### BRIEF
Return each line below that contains the string "ymin".

### AVAILABLE RECORDS
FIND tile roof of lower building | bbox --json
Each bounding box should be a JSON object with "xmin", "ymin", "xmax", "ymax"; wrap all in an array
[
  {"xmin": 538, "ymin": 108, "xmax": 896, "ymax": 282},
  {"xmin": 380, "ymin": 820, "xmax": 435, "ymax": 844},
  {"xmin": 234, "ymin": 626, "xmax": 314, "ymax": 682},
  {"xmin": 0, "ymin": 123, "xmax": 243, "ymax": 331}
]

* * *

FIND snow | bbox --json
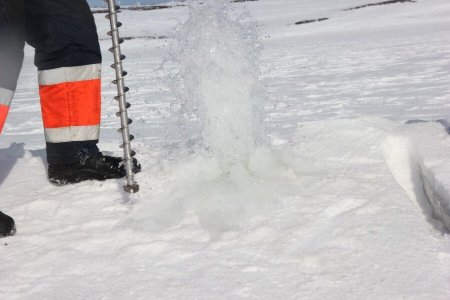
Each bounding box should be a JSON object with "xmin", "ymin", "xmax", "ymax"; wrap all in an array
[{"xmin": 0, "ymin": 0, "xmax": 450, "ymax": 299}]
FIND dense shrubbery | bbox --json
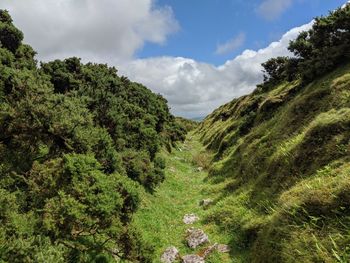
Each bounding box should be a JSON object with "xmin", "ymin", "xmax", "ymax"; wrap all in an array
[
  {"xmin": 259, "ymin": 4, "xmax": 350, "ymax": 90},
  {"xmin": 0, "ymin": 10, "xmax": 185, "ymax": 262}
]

...

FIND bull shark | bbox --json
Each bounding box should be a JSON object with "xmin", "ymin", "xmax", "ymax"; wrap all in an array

### COMPLETE RESPONSE
Each bounding box should be a JSON object with "xmin", "ymin", "xmax", "ymax"; wrap all in an array
  {"xmin": 538, "ymin": 108, "xmax": 896, "ymax": 282},
  {"xmin": 380, "ymin": 820, "xmax": 435, "ymax": 844},
  {"xmin": 234, "ymin": 626, "xmax": 314, "ymax": 682},
  {"xmin": 0, "ymin": 123, "xmax": 243, "ymax": 331}
Each bounding box should be a JSON object with "xmin", "ymin", "xmax", "ymax"; wrap all in an array
[{"xmin": 0, "ymin": 0, "xmax": 450, "ymax": 299}]
Each bounding box should be a JSON object with "xmin", "ymin", "xmax", "ymax"; wrap all in an array
  {"xmin": 259, "ymin": 4, "xmax": 350, "ymax": 90},
  {"xmin": 0, "ymin": 10, "xmax": 185, "ymax": 262}
Each bounding box should be a JSON object with "xmin", "ymin", "xmax", "ymax"; wrap all in an array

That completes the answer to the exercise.